* START Input *

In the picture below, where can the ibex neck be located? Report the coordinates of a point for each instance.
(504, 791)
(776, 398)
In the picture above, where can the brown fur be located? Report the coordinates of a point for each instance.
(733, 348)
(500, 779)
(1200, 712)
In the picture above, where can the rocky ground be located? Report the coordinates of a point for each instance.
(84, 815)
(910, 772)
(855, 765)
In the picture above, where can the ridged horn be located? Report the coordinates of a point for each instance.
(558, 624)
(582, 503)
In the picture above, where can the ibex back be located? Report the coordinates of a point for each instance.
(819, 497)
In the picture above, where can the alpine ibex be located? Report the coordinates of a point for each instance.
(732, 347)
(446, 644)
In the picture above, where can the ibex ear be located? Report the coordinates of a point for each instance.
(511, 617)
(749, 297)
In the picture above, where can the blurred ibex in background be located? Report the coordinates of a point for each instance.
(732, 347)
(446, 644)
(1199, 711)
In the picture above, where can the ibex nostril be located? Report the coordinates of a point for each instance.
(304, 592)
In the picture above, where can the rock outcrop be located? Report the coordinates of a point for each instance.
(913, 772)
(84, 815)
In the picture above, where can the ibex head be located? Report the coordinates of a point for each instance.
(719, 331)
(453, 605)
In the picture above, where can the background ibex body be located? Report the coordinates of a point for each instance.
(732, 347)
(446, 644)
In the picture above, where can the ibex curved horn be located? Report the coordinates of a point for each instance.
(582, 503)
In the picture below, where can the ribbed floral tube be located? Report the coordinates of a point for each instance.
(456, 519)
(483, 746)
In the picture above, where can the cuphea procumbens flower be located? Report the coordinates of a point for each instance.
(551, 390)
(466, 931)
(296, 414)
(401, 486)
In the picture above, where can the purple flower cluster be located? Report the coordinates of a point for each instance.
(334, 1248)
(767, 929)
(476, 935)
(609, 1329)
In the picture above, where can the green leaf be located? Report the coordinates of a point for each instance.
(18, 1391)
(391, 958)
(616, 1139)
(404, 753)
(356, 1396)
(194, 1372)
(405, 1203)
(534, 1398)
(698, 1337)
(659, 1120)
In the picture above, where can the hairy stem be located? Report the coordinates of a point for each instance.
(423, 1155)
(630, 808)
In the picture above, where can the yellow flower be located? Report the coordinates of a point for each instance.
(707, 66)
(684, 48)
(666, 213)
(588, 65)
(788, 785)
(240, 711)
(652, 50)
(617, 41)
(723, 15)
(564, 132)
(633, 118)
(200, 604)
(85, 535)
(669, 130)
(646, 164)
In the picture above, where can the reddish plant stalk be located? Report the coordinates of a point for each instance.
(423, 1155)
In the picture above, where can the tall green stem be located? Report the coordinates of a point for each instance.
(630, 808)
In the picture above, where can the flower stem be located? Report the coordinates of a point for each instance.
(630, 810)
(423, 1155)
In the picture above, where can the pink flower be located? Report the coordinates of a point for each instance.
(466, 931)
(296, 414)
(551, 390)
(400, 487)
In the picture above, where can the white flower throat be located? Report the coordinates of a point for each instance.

* END Input *

**Do this**
Please extract exactly, and only, the lines from the line containing "In the picture above, where can the ibex head" through the last line of the records.

**Task output**
In the picture above, where can the ibex head be located? Report the coordinates of a point for each instance.
(719, 331)
(453, 605)
In the picture above, where can the background ibex body be located? Report the coordinates of a point for each instance.
(732, 347)
(446, 644)
In the picture above, where can the ibex curved horn be located? Report the coordinates of a point for each instance.
(582, 503)
In the picture below, where can the ribbed floral tube be located? Report the coordinates of a point for each instance.
(456, 519)
(483, 746)
In the picture above, where can the cuphea procumbens flower be located? Report the coordinates of a point for each instance.
(551, 390)
(466, 931)
(296, 414)
(401, 486)
In the picture above, where can the purple flower cluster be located? Report the coordinates of a point for each instance.
(334, 1248)
(767, 929)
(476, 935)
(609, 1329)
In the picture above, where can the green leaf be located? Report the coordinates of a point for each instance.
(18, 1391)
(391, 958)
(616, 1139)
(404, 753)
(356, 1396)
(194, 1372)
(405, 1203)
(534, 1398)
(698, 1337)
(659, 1120)
In the picture above, where can the hairy stem be located? Report the coordinates of a point for each instance.
(423, 1155)
(630, 808)
In the picture above, where can the yellow flower be located? Report the coordinates of a point for each instance.
(707, 66)
(684, 48)
(666, 213)
(588, 65)
(788, 785)
(240, 711)
(652, 50)
(617, 41)
(723, 15)
(564, 132)
(633, 118)
(200, 604)
(85, 535)
(669, 130)
(646, 164)
In the picture above, where can the reddish plant stalk be located? Report the coordinates of a point for each instance.
(423, 1155)
In the picture above, where can the tall green stem be located? Report the coordinates of a point for each instance.
(630, 808)
In the picture above, where can the flower stem be located? Report the coordinates of a point for each instance.
(630, 810)
(423, 1155)
In the picture above, where can the pink flower be located? Report the coordinates of a point for each instance.
(466, 931)
(296, 414)
(551, 390)
(400, 487)
In the picture above, where can the white flower throat be located? Report the coordinates of a point for each instance.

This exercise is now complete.